Within the listing below, how many lines hold the string "dark"? Only the number should be given.

SUPPLIED MATERIAL -

#####

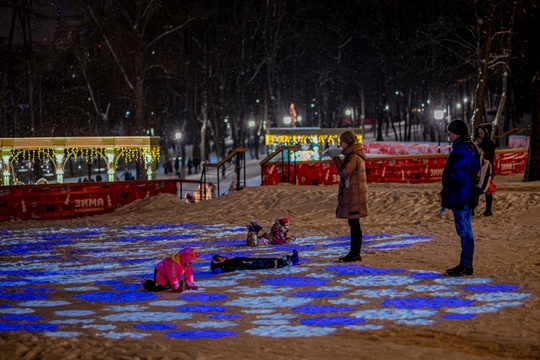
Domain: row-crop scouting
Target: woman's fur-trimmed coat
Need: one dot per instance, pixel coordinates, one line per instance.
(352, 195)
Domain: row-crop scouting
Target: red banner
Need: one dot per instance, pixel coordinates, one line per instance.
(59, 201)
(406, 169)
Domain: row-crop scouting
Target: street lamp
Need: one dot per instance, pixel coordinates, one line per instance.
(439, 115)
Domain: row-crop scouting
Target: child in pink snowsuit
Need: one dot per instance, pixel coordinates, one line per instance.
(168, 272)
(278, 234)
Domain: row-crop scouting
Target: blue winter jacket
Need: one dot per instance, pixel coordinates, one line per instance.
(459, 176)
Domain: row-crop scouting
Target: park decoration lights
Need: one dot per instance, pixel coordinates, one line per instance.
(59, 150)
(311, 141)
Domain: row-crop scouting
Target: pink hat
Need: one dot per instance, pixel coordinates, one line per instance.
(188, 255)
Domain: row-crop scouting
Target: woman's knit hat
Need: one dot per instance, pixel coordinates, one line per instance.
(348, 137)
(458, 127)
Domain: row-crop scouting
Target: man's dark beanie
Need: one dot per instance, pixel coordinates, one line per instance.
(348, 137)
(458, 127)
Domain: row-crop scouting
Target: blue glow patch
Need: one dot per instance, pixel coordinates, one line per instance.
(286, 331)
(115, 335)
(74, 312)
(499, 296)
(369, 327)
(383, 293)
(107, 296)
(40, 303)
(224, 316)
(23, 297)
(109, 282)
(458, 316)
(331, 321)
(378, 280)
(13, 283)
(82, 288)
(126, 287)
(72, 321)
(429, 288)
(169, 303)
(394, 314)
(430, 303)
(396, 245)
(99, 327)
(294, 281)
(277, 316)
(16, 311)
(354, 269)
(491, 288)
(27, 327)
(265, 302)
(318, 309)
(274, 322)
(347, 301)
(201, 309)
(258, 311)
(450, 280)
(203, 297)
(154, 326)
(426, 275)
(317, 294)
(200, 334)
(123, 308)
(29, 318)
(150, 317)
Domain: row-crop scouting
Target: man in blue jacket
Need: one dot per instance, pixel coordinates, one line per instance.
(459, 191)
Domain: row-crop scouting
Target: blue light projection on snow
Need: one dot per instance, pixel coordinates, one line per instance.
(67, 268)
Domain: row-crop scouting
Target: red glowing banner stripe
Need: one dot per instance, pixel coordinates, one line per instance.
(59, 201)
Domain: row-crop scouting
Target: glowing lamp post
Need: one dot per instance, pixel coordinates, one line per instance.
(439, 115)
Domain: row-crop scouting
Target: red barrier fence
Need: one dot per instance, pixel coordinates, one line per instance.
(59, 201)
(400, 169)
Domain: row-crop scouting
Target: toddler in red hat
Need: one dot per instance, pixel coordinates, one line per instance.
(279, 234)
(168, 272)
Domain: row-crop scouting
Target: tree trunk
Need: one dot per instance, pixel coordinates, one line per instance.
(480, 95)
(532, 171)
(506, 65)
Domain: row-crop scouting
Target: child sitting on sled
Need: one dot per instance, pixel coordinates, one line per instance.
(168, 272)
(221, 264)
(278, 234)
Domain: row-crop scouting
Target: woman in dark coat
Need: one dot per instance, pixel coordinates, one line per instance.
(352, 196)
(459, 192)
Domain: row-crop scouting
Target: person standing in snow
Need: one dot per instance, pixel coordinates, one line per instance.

#####

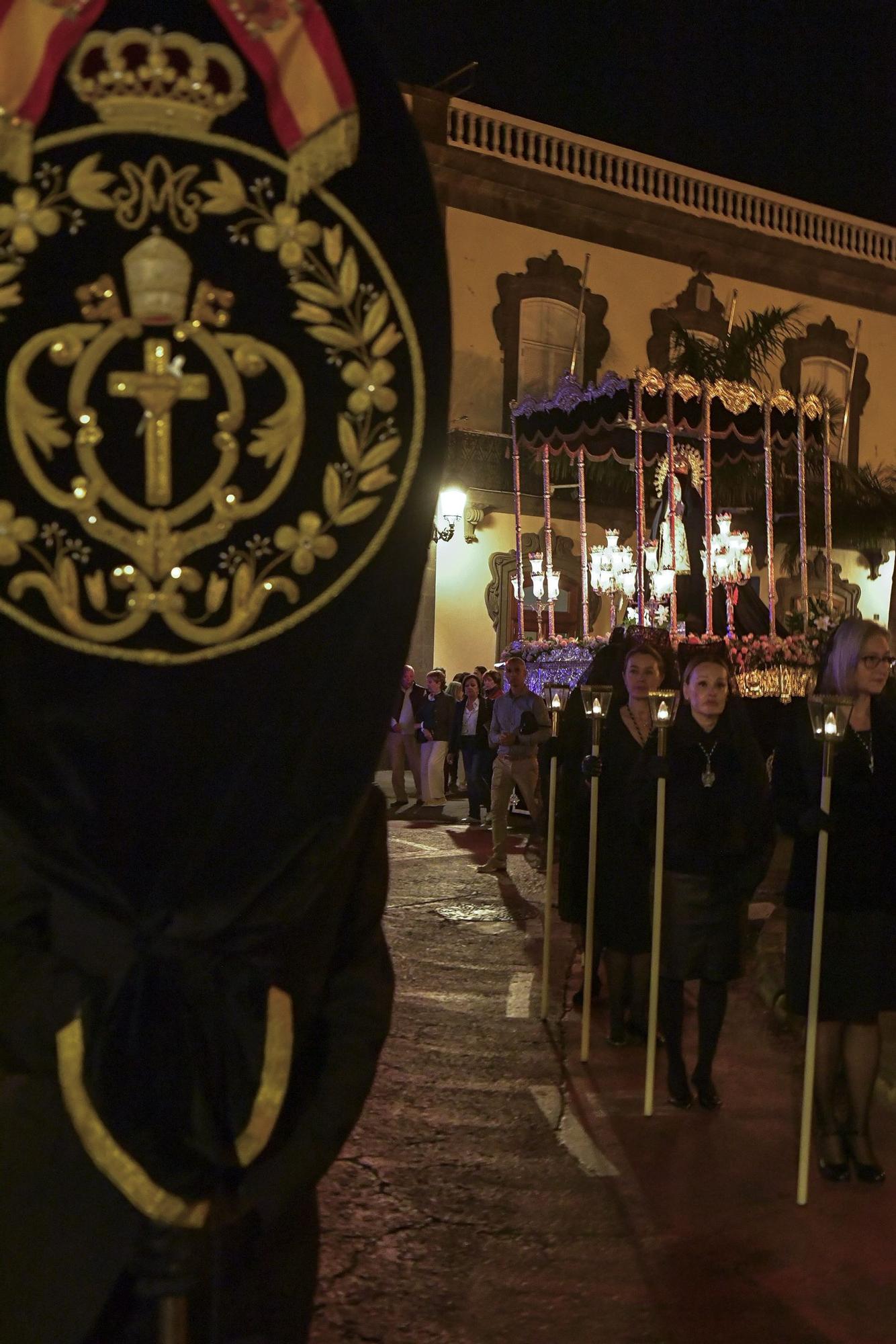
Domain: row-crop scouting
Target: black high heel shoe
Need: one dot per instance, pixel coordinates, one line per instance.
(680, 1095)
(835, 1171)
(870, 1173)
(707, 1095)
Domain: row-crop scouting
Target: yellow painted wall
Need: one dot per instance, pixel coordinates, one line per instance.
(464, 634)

#####

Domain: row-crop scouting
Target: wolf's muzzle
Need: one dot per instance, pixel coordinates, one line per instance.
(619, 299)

#####

ANSWER TO THE PROBLEM - 2